Requirement 1:
Answer these questions about the forum thread below:
(a) Which computer does Dark Jezter mention that some readers may remember?
(b) According to Brain, which territories was the attacked territory adjacent to?
(c) How old was Droogie when first unable to win the game?

Selection:
# Defender of the Crown free Flash version.



## Dark Jezter (Dec 4, 2005)

Stumbled upon this earlier.  I'm sure that some of you who can remember the days of the Commodore 64 will love it. 

http://www.cinemaware.com/browser/dotc/final.asp

Yep, a free online flash version of Defender of the Crown from the company that made it nearly 20 years ago.  Enjoy!


----------



## Brain (Dec 4, 2005)

Pretty cool, but the game cheated against me.  The computer attacked a territory that was not adjacent to its own territories, in fact it was only adjacent to my own territories.  Not sure how that happened.


----------



## Droogie (Dec 9, 2005)

I hate this damn game. I couldn't win at it when I was 14, and I can't win at it now. Too frickin hard. Or maybe its just me.


----------



## Bront (Dec 10, 2005)

Droogie said:
			
		

> I hate this damn game. I couldn't win at it when I was 14, and I can't win at it now. Too frickin hard. Or maybe its just me.



I always thought it was too easy.  I'll have to fool around with it when I get home.

Shape boundary listing
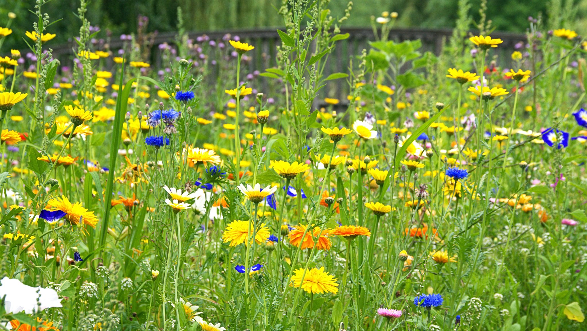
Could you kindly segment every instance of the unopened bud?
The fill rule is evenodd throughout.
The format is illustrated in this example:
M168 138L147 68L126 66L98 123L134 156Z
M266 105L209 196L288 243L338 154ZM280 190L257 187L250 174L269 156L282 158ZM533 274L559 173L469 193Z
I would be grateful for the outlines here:
M406 250L402 250L402 252L400 252L400 253L397 255L397 256L400 258L400 260L405 261L406 260L407 260L407 252L406 252Z
M47 184L51 185L52 186L55 186L55 185L59 185L59 182L55 178L49 178L47 179Z

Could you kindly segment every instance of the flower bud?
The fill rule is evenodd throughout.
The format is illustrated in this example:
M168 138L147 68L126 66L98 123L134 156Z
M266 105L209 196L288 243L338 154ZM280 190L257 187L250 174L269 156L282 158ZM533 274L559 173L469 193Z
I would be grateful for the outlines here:
M265 243L265 249L267 252L273 252L275 250L275 243L271 240L268 240Z
M59 185L59 182L55 178L49 178L47 179L47 184L51 185L52 186L55 186L55 185Z
M406 250L402 250L402 252L400 252L400 253L397 255L397 256L400 258L400 260L405 261L406 260L407 260L407 252L406 252Z

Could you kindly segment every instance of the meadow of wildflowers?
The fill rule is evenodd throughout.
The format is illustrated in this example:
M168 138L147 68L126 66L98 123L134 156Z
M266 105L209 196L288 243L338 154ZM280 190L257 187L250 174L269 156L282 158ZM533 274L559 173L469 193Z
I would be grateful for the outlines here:
M69 66L45 2L28 51L0 21L0 329L585 329L575 31L530 18L501 59L481 15L434 55L383 12L326 76L353 4L291 1L265 72L234 35L156 68L134 35L92 42L81 0Z

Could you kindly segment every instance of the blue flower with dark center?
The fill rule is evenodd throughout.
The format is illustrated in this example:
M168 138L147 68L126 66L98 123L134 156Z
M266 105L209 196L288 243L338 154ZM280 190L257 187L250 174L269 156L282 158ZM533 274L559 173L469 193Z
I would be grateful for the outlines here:
M39 213L39 218L44 219L49 224L55 224L66 215L68 215L67 213L61 210L52 212L46 209L43 209Z
M573 113L573 116L575 116L575 119L576 120L577 124L587 128L587 111L581 108Z
M176 100L187 102L194 98L194 92L191 91L187 92L178 91L176 92Z
M263 268L263 265L260 265L259 263L257 263L254 266L251 267L251 272L252 272L254 271L259 271L259 270L261 270L261 268ZM245 266L237 265L237 266L234 267L234 269L241 273L245 273Z
M194 182L194 185L195 185L196 186L198 186L198 188L204 189L205 190L211 190L212 188L214 188L214 185L212 185L210 183L202 183L201 182L200 182L200 180L202 180L201 178L198 178L197 180Z
M542 140L551 147L556 145L556 148L560 149L569 146L569 133L558 129L549 128L542 131Z
M149 136L145 138L145 143L159 148L161 146L169 145L169 138L163 136Z
M421 294L414 298L414 305L430 310L433 307L442 305L442 296L439 294Z
M181 112L178 112L174 109L171 109L161 112L161 119L167 124L173 124L181 115Z
M217 166L212 166L210 168L207 168L206 173L209 175L210 177L216 177L217 176L224 177L224 176L226 176L226 172L222 171L222 169L221 168Z
M284 189L285 190L285 188L284 188ZM303 193L303 190L300 190L302 191L302 198L303 198L303 199L306 199L306 194ZM289 188L288 188L288 195L292 198L298 196L298 191L296 190L295 188L294 188L291 185L289 185Z
M423 133L422 134L418 136L418 140L430 140L428 138L428 135Z
M458 169L457 167L449 168L446 169L446 172L445 172L444 174L448 177L452 177L456 180L467 178L467 176L469 175L466 170L464 169Z
M277 210L277 202L275 201L275 194L273 193L267 196L265 198L265 200L267 202L267 205L271 208L274 210Z
M81 262L83 260L83 259L82 258L82 256L79 255L79 252L73 252L73 260L76 262Z

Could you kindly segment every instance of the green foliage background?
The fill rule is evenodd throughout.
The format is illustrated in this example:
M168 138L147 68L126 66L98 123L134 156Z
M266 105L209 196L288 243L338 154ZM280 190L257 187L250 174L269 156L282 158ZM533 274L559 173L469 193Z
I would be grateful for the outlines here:
M469 15L474 21L478 20L481 0L460 1L470 3ZM453 28L457 18L458 2L355 0L345 26L368 26L372 16L388 11L399 13L397 27ZM5 24L8 12L14 12L18 15L12 26L14 33L24 36L24 31L32 28L33 16L28 9L33 8L34 3L34 0L0 0L0 26ZM348 6L348 0L330 0L330 3L334 16L343 16ZM136 32L139 15L149 18L148 31L176 31L178 6L182 8L187 31L250 29L282 26L276 9L281 4L281 0L93 0L87 16L92 25L101 28L102 37L106 36L107 31L115 36ZM49 29L57 34L56 44L67 41L67 36L79 35L79 20L75 14L79 4L76 0L53 0L44 7L52 19L63 18ZM528 16L536 18L539 13L551 26L573 28L579 33L587 31L587 0L488 0L487 3L487 16L491 19L492 26L499 31L524 32L528 26ZM561 21L565 19L572 20L572 26L571 22ZM6 44L26 48L20 38L11 38Z

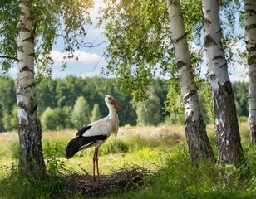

Requirement 2: Reproduce the lines of the shape boundary listing, beginning at the line that contains "Could you kindly segment every instance of the blue" and stopping after the line that contains "M263 268L263 265L260".

Full response 1:
(a) The Commodore 64.
(b) Only Brain's own territories.
(c) 14.

Full response 2:
Could you kindly segment every instance of the blue flower with dark center?
The fill rule is evenodd throughout.
The format is illustrated in this example:
M168 138L147 68L126 66L98 123L134 156Z
M266 105L209 196L288 243L338 154ZM280 190L257 187L250 174L269 156L282 158ZM533 274L559 173L469 193Z
I would be grateful for the outlines here:
M39 213L39 218L44 219L49 224L55 224L66 215L68 215L67 213L61 210L52 212L46 209L43 209Z
M573 113L573 116L575 116L575 119L576 120L577 124L587 128L587 111L581 108Z
M176 100L187 102L194 98L194 92L191 91L187 92L178 91L176 92Z
M263 268L263 265L260 265L259 263L257 263L254 266L251 267L251 272L252 272L254 271L259 271L259 270L261 270L261 268ZM245 266L237 265L237 266L234 267L234 269L241 273L245 273Z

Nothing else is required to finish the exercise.